* _The task_: Copy the rows again, starting with the row that contains "on the polished" and going on through the row that contains "the shirt pocket", and replace "one point per instance" with "one point for each instance" while leaving everything else unchanged.

[Start Dataset excerpts]

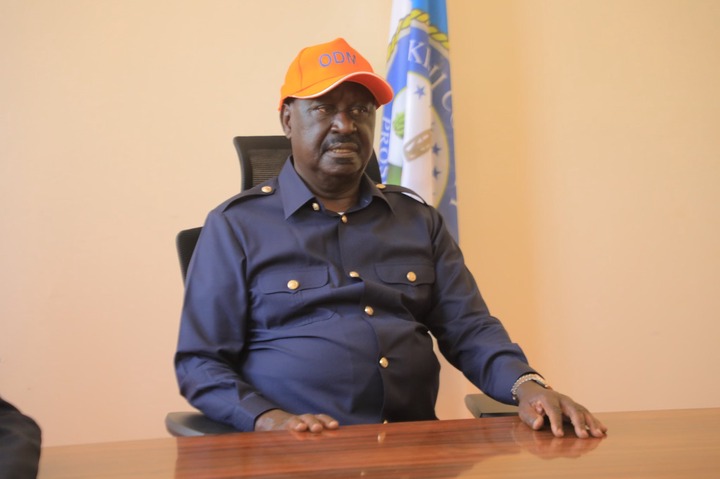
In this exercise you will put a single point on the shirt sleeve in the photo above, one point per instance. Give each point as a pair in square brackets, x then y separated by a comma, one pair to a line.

[End Dataset excerpts]
[Start Dataset excerpts]

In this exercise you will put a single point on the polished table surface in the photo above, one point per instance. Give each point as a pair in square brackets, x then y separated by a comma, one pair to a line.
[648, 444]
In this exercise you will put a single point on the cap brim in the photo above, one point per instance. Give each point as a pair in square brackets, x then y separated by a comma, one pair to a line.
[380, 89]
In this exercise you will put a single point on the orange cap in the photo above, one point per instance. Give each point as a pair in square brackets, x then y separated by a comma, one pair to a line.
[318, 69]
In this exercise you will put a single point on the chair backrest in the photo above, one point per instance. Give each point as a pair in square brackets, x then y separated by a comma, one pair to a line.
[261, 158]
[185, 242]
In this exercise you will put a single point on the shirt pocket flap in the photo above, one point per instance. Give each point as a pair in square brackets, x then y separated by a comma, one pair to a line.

[End Dataset excerpts]

* _Result for this task_:
In this exercise you will put a single point on the polished table surface in the photo above, one point for each instance. Give each point as a pair in square brackets, x then y separated by a comma, one pair to a line.
[648, 444]
In this exercise you will put a single point on the cap brim in the photo above, one point for each instance. Give each point as a pair in square brackets, x then y separated by a comma, one pair to a line.
[380, 89]
In this exercise you will put a single point on the orange cap in the photo above, one point for each instance. Give each point as a pair in square brackets, x then y separated by a comma, one pair to a line.
[318, 69]
In this exercise you will put a single point on the chair backrest in the photo above, one point for each instance. Give each point as a pair in square brackets, x then y separated by a comma, one pair to a line.
[261, 158]
[185, 242]
In this exercise you will put a single point on the shirt pocket flap in the photo above, one point for each instance. Give each point as a pair in square brackets, x then y separated by a comma, one pair to a line.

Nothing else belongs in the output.